- To be done
Swap "wavy roof edge" for "curved roof line" in the part of the rows that opens at their start and closes with the line containing "128;150;680;245", both ends included, and give that part again with everything else unchanged. Leave the pictures out of your answer.

- Stored rows
#####
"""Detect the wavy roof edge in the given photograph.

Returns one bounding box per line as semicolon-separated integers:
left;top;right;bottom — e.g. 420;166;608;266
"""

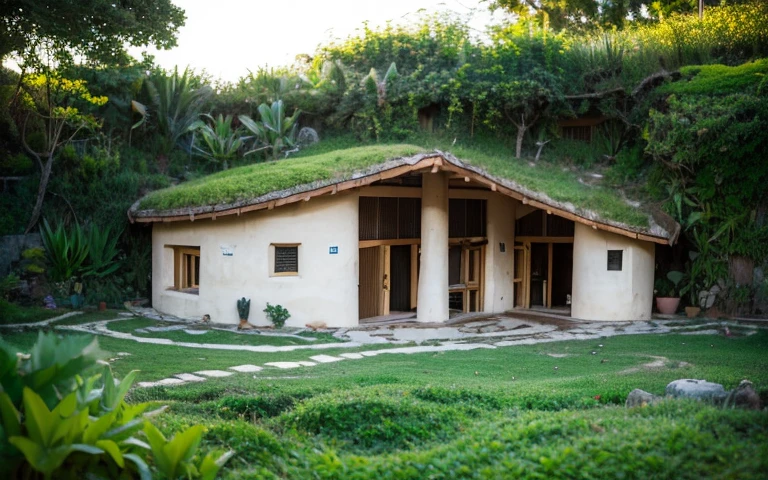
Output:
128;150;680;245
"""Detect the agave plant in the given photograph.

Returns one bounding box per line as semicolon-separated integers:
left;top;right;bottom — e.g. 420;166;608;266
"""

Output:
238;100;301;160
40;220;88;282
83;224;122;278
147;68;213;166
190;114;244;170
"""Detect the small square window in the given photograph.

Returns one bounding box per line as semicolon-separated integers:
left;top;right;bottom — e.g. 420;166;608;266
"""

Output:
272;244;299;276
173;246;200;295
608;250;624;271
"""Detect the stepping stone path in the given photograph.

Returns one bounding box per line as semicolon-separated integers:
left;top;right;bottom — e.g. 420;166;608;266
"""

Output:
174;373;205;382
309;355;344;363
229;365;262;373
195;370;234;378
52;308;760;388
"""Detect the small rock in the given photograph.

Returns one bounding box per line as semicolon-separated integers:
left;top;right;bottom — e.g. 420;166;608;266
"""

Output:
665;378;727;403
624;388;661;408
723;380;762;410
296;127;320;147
#####
- Solution to this exercise
"""Detect the curved roof line in the given photograph.

Returns one bounding box per line as semicolon-separated integers:
left;top;right;bottom — e.g. 420;166;608;266
"""

Output:
128;150;680;245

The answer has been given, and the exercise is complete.